Sunday, December 23, 2012

Tyler Cowen's modest proposal for an imaginary GOP

Tyler Cowen would have Republicans shake up the tax debate by proposing a tiny across-the-board income tax hike in addition to the moderate tax hike for the wealthy proposed by President Obama. Further tax hikes would then kick in automatically as (or if) spending rises. He regards this direction for tax reform as fairer and more sustainable than current proposals, as everyone would feel the effects of "paying" for whatever level of social services and other spending we collectively undertake. Here's the meat of it:
To see how this could work, consider this script: Let’s say the Republicans decide to largely give in to what the President Obama is proposing. There is, however, a catch: the president has to agree to raise marginal tax rates on all income classes, not just on the rich. The tax increase would be one-quarter of a percentage point, or some other arbitrary small amount, with larger increases possible for higher incomes, as has been discussed. The deal also stipulates that both the president and Congress must publicly acknowledge that current plans for government spending can’t be financed unless taxes on most or all income groups climb further yet, and by some hefty amount. 

Given the slow economy, it is undesirable to reverse all or even most of the Bush tax cuts. A small but publicly trumpeted clawback of some of the cuts would send the right message to voters, while minimizing the macroeconomic fallout. The nice thing about symbols — single shots across the bow — is that they often can suffice. 

If people already rationally expect these tax increases, this signal would do neither good nor harm, but perhaps such an approach would nudge political expectations closer to reality without draining the economy.
With respect to long-term tax goals, Cowen has a point. Countries with more robust social safety nets than the United States do ask their citizens to pay more in taxes than Americans pay -- and if Americans want to improve current benefits (e.g., via the ACA), or even sustain the ones we have, we will all have to pay more (though effective health care reform would take most of the pressure off by reducing the real cost of health care).

TASK SET:
[a] Reproduce the part of the post on Tyler Cowen's tax proposal starting at "Given the slow" and ending at "draining the economy.".
[b] Answer these questions about the post on Tyler Cowen's tax proposal:
(i) In the script Cowen describes, how large would the tax increase on all income classes be?
(ii) In the quoted passage, what condition makes it undesirable to reverse all or most of the Bush tax cuts?
(iii) According to the final paragraph, what would take most of the pressure off by reducing the real cost of health care?
[c] Write the next part of the post on Tyler Cowen's tax proposal, picking up where it stops.
The records can be ignored.

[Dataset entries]
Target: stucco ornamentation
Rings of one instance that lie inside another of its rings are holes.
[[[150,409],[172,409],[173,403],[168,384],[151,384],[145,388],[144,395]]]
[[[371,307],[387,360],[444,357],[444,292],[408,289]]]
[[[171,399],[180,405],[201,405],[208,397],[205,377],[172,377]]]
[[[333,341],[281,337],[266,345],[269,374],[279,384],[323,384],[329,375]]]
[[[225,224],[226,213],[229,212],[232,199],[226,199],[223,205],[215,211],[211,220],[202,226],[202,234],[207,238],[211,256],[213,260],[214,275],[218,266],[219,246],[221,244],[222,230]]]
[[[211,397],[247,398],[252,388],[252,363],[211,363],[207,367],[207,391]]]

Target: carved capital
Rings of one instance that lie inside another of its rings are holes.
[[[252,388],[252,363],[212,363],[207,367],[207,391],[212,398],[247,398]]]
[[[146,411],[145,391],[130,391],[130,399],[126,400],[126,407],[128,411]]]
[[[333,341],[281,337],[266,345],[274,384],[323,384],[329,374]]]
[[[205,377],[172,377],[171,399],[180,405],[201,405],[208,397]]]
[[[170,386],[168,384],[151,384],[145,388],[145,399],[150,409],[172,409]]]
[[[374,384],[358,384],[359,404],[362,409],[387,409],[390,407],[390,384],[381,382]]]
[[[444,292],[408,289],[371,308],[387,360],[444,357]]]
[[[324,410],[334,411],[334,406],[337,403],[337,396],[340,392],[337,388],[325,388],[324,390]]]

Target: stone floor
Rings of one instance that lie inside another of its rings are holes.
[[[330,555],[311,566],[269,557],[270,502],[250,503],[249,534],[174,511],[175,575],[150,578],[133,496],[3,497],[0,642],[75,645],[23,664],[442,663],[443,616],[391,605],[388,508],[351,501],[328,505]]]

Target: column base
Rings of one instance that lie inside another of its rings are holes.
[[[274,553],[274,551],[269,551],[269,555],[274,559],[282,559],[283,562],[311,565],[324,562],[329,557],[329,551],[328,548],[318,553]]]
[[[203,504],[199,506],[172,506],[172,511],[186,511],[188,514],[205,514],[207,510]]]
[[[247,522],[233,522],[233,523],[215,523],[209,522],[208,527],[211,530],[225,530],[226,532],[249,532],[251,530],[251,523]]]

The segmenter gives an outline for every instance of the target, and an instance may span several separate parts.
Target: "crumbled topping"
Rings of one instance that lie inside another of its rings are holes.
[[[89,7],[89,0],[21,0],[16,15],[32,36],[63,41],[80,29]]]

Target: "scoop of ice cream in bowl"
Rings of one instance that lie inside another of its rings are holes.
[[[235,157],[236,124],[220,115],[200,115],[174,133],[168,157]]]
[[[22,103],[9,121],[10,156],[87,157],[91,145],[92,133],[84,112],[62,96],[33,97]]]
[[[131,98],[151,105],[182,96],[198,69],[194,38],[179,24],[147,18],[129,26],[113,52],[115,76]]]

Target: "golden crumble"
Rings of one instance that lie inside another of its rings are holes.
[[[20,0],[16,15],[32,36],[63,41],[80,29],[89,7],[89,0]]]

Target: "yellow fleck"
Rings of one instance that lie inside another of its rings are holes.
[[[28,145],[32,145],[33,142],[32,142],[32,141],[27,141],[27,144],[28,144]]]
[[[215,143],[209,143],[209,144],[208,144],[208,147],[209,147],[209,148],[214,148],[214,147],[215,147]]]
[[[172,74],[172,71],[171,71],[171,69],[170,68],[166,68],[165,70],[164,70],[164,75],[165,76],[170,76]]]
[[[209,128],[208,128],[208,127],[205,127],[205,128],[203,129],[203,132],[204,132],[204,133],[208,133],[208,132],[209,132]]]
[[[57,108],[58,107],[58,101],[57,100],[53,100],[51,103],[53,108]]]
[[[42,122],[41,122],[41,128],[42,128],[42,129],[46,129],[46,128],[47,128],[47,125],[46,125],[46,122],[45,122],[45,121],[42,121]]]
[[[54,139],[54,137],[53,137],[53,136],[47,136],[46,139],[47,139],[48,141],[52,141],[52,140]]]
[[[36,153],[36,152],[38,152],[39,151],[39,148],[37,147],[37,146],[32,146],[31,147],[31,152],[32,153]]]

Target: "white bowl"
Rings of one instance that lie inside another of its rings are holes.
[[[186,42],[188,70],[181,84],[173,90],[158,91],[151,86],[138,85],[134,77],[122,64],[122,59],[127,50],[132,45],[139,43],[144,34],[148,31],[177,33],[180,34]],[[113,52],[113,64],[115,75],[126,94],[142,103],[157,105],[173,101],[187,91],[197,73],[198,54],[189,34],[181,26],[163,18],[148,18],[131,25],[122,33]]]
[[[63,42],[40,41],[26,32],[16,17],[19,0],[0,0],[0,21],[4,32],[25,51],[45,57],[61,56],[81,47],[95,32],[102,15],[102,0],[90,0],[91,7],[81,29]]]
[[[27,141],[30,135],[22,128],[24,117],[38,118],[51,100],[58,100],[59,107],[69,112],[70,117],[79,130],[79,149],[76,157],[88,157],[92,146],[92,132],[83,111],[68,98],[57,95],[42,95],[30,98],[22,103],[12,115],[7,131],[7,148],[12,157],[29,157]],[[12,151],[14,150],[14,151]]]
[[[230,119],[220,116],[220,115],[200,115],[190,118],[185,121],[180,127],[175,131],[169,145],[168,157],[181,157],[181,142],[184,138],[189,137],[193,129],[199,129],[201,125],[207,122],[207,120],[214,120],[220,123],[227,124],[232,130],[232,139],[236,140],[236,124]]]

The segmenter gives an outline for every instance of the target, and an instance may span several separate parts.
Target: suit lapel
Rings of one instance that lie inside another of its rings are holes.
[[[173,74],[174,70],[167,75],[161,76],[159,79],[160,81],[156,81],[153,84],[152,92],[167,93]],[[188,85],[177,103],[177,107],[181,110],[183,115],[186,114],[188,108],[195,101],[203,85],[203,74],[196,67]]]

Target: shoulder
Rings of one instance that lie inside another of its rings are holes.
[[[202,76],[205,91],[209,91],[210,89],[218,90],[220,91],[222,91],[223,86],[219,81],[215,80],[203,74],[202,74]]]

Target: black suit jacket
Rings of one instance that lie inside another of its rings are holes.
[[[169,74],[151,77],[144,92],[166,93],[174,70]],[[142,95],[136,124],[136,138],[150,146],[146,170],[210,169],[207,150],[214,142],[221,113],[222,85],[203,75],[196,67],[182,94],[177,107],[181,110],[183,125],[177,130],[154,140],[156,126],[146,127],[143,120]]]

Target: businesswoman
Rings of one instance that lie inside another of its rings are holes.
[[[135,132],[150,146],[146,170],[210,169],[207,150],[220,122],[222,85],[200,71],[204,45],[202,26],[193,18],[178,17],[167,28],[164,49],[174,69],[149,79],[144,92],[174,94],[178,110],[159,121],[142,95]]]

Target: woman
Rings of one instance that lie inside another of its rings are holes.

EXPECTED RESPONSES:
[a]
Given the slow economy, it is undesirable to reverse all or even most of the Bush tax cuts. A small but publicly trumpeted clawback of some of the cuts would send the right message to voters, while minimizing the macroeconomic fallout. The nice thing about symbols — single shots across the bow — is that they often can suffice. 

If people already rationally expect these tax increases, this signal would do neither good nor harm, but perhaps such an approach would nudge political expectations closer to reality without draining the economy.

[b]
(i) One-quarter of a percentage point, or some other arbitrary small amount.
(ii) The slow economy.
(iii) Effective health care reform.

[c]
But Cowen is proposing that the GOP fight tax hikes with...tax hikes! Whose GOP? He might as well suggest that we wave a wand and replace the existing party wholesale as suggest that the GOP propose an explicit across-the-board income tax hike. The current GOP will happily stealth-tax the poor, by cutting mainly refundable tax credits, and even stealth-tax much of the middle class, by cutting the child tax credit. But a hike in the headline income tax rate?  You might as well ask them to sing the Internationale at the opening of the 113th Congress.

In a sense, too -- probably the only sense possible -- Republicans have followed Cowen's script, by pushing for chained-CPI, a slower and allegedly more accurate measure of inflation than the one currently used to adjust income tax brackets as well as Social Security benefits. Chained-CPI slows the upward adjustment of tax brackets, thereby raising everyone's income taxes over time as inflation and real wage growth push incomes upward. Raising taxes by stealth is not outside the GOP playbook, but raising them explictly is.

Cowen has a long-term argument that might resonate with a rationally tax-averse party:
There is something to be said for “pricing” big government by making an explicit connection to taxes, much the way utilities explicitly price water and electricity. And higher tax revenue now will decrease the extent to which interest on the debt consumes future budgets — and that probably means lower taxes in the future. Counterintuitively, raising tax rates sooner rather than later may be the true “low-tax policy” because it may increase the chance of limiting future taxes.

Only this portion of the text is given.